## Your task
All lines from the entries below that contain the string "tomato" should be copied out.

## Input for this task
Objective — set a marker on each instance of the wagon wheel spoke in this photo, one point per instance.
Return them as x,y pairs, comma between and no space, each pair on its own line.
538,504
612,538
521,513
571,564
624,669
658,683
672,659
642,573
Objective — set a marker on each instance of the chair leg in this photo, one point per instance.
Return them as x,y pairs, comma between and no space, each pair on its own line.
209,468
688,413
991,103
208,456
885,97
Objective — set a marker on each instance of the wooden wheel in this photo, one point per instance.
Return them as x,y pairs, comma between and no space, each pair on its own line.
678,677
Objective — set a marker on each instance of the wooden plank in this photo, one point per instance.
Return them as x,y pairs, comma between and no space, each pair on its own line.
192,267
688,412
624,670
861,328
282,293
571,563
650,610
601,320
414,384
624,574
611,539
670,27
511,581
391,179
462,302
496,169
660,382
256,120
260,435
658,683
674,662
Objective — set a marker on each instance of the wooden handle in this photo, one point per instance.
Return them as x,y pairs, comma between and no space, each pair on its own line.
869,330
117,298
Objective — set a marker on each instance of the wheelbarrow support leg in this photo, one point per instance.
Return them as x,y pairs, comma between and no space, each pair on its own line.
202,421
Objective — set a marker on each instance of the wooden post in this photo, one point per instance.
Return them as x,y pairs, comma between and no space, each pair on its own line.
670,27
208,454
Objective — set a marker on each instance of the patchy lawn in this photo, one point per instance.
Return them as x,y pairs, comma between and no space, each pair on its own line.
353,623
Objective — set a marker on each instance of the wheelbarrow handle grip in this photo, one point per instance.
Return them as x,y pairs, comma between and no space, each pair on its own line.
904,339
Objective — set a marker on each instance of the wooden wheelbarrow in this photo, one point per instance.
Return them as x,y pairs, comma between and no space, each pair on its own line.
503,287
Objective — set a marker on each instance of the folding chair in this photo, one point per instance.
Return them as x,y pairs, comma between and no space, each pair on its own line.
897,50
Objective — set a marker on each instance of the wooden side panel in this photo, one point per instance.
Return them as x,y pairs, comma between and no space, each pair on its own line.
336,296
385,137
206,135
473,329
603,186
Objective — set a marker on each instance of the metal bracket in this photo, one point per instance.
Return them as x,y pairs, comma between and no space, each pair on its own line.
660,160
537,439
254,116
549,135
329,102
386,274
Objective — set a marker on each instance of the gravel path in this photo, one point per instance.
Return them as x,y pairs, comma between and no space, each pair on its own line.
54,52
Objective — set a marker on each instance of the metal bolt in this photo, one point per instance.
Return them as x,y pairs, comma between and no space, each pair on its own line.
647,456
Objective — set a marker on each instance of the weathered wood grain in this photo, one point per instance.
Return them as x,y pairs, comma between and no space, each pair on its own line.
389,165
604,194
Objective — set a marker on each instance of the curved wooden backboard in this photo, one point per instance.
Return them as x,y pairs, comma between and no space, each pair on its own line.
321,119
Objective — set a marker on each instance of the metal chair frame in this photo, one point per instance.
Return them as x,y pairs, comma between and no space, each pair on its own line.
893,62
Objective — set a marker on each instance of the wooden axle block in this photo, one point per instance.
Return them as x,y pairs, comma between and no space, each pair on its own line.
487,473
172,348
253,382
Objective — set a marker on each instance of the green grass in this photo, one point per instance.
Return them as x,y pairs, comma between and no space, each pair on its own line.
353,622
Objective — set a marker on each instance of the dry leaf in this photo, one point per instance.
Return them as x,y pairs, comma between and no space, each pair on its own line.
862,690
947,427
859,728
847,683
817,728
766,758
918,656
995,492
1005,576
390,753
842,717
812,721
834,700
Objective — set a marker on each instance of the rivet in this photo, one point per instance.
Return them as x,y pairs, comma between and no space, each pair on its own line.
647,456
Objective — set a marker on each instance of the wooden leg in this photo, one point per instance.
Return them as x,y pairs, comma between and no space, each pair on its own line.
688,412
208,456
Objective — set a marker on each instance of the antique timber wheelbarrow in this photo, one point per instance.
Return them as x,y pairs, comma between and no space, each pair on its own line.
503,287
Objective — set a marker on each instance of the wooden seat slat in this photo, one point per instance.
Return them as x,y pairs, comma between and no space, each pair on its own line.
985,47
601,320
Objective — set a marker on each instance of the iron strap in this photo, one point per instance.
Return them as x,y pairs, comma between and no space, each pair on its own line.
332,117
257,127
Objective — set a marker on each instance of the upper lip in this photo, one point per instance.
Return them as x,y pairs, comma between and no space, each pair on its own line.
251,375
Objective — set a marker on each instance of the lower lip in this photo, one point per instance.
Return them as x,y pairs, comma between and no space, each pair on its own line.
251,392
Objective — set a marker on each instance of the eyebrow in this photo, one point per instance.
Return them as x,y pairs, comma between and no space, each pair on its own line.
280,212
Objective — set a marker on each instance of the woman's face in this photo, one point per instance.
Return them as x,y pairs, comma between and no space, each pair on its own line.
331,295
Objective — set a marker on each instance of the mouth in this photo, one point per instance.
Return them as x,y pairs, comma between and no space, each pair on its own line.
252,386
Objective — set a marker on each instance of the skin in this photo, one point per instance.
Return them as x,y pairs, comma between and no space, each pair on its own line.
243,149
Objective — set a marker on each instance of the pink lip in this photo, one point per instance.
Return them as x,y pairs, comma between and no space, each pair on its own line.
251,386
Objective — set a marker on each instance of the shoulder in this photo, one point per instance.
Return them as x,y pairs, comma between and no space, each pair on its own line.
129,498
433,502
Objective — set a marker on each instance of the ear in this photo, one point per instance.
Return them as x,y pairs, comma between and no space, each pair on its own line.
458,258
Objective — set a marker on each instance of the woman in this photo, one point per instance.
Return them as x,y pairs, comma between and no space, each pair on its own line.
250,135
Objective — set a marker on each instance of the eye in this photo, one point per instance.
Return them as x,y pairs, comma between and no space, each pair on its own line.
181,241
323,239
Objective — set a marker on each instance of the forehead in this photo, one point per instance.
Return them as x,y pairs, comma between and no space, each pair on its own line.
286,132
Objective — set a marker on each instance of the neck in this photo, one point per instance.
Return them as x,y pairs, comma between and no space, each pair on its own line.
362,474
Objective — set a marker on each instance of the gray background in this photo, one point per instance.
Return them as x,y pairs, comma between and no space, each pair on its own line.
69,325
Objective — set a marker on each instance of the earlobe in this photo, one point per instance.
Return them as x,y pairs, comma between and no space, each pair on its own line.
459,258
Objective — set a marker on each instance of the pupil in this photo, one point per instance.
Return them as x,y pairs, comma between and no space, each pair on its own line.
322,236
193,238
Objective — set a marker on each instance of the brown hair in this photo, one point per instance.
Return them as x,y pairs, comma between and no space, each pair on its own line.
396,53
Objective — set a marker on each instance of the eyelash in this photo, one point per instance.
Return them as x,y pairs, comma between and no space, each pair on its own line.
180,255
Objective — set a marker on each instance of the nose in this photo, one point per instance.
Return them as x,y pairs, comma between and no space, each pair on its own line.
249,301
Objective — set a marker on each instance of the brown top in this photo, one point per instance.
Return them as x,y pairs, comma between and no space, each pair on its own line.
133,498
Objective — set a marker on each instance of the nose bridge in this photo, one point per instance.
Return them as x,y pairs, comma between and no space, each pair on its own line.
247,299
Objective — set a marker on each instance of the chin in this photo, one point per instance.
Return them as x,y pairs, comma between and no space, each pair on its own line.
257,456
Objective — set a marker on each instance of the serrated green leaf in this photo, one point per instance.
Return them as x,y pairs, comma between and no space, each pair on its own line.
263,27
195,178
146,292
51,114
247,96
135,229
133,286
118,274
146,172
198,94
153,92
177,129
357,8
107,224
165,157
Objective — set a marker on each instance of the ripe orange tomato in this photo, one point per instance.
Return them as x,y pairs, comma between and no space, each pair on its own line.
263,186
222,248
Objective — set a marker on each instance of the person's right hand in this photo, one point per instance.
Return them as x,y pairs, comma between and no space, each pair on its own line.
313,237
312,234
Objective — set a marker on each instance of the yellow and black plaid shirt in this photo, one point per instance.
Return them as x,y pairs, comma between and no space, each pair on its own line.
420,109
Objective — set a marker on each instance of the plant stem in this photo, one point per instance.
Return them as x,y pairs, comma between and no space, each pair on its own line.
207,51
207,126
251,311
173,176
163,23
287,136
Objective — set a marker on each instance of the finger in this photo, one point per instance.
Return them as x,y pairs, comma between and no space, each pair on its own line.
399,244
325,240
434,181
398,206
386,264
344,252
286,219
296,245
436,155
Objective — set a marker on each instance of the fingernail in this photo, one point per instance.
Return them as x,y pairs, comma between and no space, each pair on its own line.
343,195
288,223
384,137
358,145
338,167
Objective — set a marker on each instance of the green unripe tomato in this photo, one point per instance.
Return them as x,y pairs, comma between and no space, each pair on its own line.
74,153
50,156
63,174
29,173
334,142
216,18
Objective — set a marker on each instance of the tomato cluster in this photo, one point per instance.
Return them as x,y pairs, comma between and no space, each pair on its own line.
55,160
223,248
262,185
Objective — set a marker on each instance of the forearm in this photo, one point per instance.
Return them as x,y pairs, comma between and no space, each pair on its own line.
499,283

## Output
Objective — set a marker on each instance of the ripe orange tomato in this photo, one point per instance.
Objective — set a marker on each instance of the green unripe tomato in this photo, one point per instance.
Objective — set a marker on each instance of the tomato cluster in this photo, one point per instance.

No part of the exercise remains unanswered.